Assignment >>
Give the entries again exactly, without pictures.

(Records drawn from a dataset)
[Start of section]
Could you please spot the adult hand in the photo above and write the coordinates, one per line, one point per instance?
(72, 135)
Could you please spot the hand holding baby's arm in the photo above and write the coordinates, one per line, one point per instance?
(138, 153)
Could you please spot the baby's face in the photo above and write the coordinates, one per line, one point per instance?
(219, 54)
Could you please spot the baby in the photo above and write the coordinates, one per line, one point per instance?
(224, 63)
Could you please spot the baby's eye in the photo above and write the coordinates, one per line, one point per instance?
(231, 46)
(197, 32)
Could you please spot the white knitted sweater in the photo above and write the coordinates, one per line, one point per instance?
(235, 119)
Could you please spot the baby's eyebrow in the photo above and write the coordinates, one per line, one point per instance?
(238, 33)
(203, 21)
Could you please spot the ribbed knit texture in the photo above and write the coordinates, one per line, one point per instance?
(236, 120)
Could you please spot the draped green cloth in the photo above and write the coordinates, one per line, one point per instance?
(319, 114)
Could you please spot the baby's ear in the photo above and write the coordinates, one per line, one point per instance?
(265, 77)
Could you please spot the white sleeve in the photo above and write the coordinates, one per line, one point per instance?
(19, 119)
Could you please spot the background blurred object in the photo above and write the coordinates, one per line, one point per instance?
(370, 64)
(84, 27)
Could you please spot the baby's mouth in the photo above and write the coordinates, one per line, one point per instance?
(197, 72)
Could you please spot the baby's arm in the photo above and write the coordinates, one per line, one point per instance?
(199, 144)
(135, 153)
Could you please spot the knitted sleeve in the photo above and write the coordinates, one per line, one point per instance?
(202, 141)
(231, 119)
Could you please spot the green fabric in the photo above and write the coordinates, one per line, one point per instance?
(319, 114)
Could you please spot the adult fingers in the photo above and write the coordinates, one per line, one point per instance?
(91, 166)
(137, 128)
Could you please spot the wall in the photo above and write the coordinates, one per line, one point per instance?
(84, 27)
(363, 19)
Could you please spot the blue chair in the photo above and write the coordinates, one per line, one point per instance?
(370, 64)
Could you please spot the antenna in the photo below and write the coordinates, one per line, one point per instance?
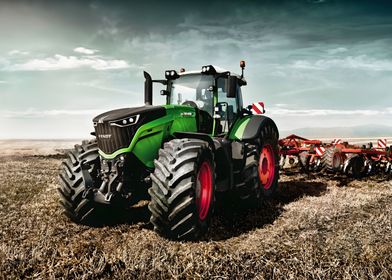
(242, 65)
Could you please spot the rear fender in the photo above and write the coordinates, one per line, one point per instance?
(249, 127)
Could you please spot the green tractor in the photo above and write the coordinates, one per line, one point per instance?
(203, 143)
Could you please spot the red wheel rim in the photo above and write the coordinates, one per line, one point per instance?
(204, 190)
(337, 160)
(267, 166)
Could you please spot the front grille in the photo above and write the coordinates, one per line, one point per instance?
(120, 137)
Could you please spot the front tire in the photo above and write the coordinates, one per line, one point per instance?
(72, 190)
(183, 189)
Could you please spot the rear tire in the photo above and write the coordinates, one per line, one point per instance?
(268, 159)
(72, 190)
(183, 189)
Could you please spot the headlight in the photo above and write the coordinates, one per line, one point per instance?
(125, 121)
[End of section]
Exercise output >>
Could you please spot the adult hand in the photo above and write the coordinates, one per line, one point per instance?
(72, 135)
Could you please spot the hand holding baby's arm in the photo above and write the coordinates, one per line, one point per instance?
(138, 153)
Could you please spot the baby's face in the photo above and write the coordinates, one per line, one point per instance?
(219, 54)
Could you please spot the baby in the photo above and write the coordinates, one per line, one point per instance?
(224, 63)
Could you please spot the baby's eye in the photo above and write the coordinates, one per line, one point per instance?
(231, 46)
(197, 32)
Could you please spot the white knitted sweater in the photo above and write the coordinates, one per line, one point per instance?
(235, 119)
Could you please spot the baby's eyebrow in the photo above and write the coordinates, one per line, one point per instance?
(238, 33)
(203, 21)
Could you please spot the ribbed knit texture in the photo above and write the coordinates, one per line, one point per instance?
(236, 120)
Could you please spot the draped green cloth in the photo above and write the coordinates, one per line, one point per instance?
(319, 114)
Could you please spot the baby's ear in the photo above and write the coordinates, one per line, one point per instance?
(265, 77)
Could you please spot the white sleeve in the photo above and write the coordinates, one per line, one point per instance?
(19, 119)
Could you please spot the background blurred object in the photo above and write the coordinates, one per line, one point per instance?
(370, 64)
(84, 27)
Could you please spot the baby's mouth in the photo above and write the coordinates, one per line, one point per instance?
(197, 72)
Could you please spot the baby's arm in the photo above and write the coordinates, one per line, one point per instance?
(199, 144)
(135, 153)
Could you please spot the knitted sleeve in the photo above and write the coordinates, one per line, one point per instance?
(202, 141)
(231, 119)
Could you please spot the green fabric in the photo above and write the coordinates, one per line, one point per instance?
(319, 114)
Could you please spot the adult fingers in the photo above and write the coordinates, one per line, one point per instance?
(91, 166)
(137, 128)
Could you please spot the wall in the photo above and write the coordinates, one per line, one point per instance?
(84, 27)
(363, 19)
Could you please spot the blue chair in the photo above and write the coordinates, one per line, one point per instance?
(370, 64)
Could you please spot the antenna in the photo below and write the coordinates, one per line, one point per instance?
(242, 65)
Could you please spot the rear fender in the photo above and write the coordinates, one per line, one point per instance?
(249, 127)
Could you please spot the green tractor in the photo above and write the coordinates, one per line, one point per instance?
(203, 143)
Could you please spot the red wheel rim in the photo above and write the coordinates, one per line, one point per instance?
(204, 190)
(337, 160)
(267, 166)
Could you please spot the front grille in the photo above and write the coordinates, one per line, one point per instance?
(120, 137)
Could you please spot the front tire in the photo above and write the coordinates, one per line, one point per instance?
(72, 190)
(183, 189)
Could you please spot the rear tire in the photo above and write the coordinates, one per line, one point per instance?
(268, 159)
(72, 190)
(183, 189)
Could you please spot the headlight in the photo above and write the coordinates, one per line, one point per instance?
(125, 121)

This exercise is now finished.